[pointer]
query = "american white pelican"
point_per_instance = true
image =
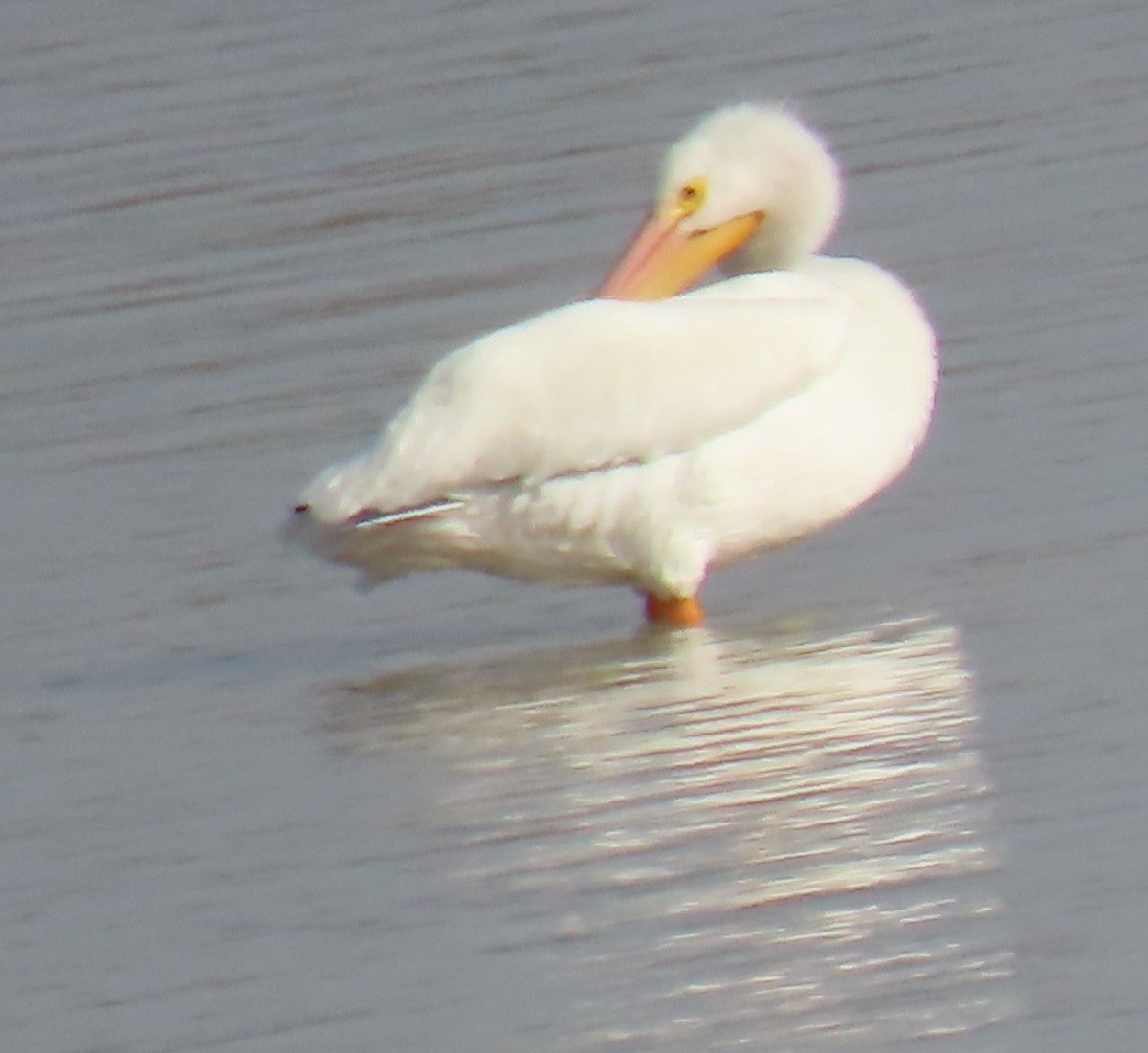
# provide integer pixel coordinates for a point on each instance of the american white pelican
(643, 444)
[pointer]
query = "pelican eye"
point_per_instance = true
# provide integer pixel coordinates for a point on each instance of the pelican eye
(692, 195)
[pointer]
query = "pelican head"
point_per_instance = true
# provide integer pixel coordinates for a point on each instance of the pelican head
(750, 188)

□ □ □

*CHALLENGE*: Copy all of the entries above line for line, changing nothing. Leave the pictures out of your copy.

*TASK RESULT*:
[pointer]
query = "american white pelican"
point_per_instance = true
image =
# provide integer pixel coordinates for a point on each instance of the american white pelican
(643, 444)
[pointer]
query = "pelican eye"
point_per_instance = true
# provide integer pixel coordinates for a point on each instance of the pelican eye
(692, 195)
[pointer]
query = "pelican head"
point_per_instance = true
# provide integer pixel coordinates for a point on each instance of the pelican head
(750, 188)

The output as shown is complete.